- _Exercise_:
Your task is to print the material below exactly as presented.

- _Supplied data_:
_ _ _ _ _ _ _
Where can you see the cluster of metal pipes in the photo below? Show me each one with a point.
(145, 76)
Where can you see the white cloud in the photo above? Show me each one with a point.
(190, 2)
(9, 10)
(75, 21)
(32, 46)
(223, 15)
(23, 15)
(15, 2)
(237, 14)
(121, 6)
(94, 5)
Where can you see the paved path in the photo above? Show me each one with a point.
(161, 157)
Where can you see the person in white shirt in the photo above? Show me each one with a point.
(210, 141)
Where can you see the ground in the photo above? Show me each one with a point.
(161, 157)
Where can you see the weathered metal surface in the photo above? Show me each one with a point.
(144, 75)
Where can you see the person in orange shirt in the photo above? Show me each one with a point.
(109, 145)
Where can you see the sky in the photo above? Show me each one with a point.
_ _ _ _ _ _ _
- _Task answer_:
Where can you see the cluster of metal pipes in the photo below? Show me each one with a point.
(145, 76)
Where can you see the white cloud in the photo above? Show me each one with a point.
(190, 2)
(9, 10)
(75, 21)
(32, 46)
(223, 15)
(23, 15)
(15, 2)
(237, 14)
(121, 6)
(94, 5)
Where can you see the paved path in the photo above? Show me each one with a point.
(161, 157)
Where can you see the person in white shirt in the photo above? Show me each one with a point.
(210, 141)
Where can you see the ground in the photo above? Show me each one with a point.
(161, 157)
Where can you see the weathered metal surface in the photo above? Show me each one with a point.
(144, 75)
Where can you see the person in orange shirt in the photo above? Show me each one with a point.
(109, 145)
Where can you see the sky in the photo above? Show me each one with a point.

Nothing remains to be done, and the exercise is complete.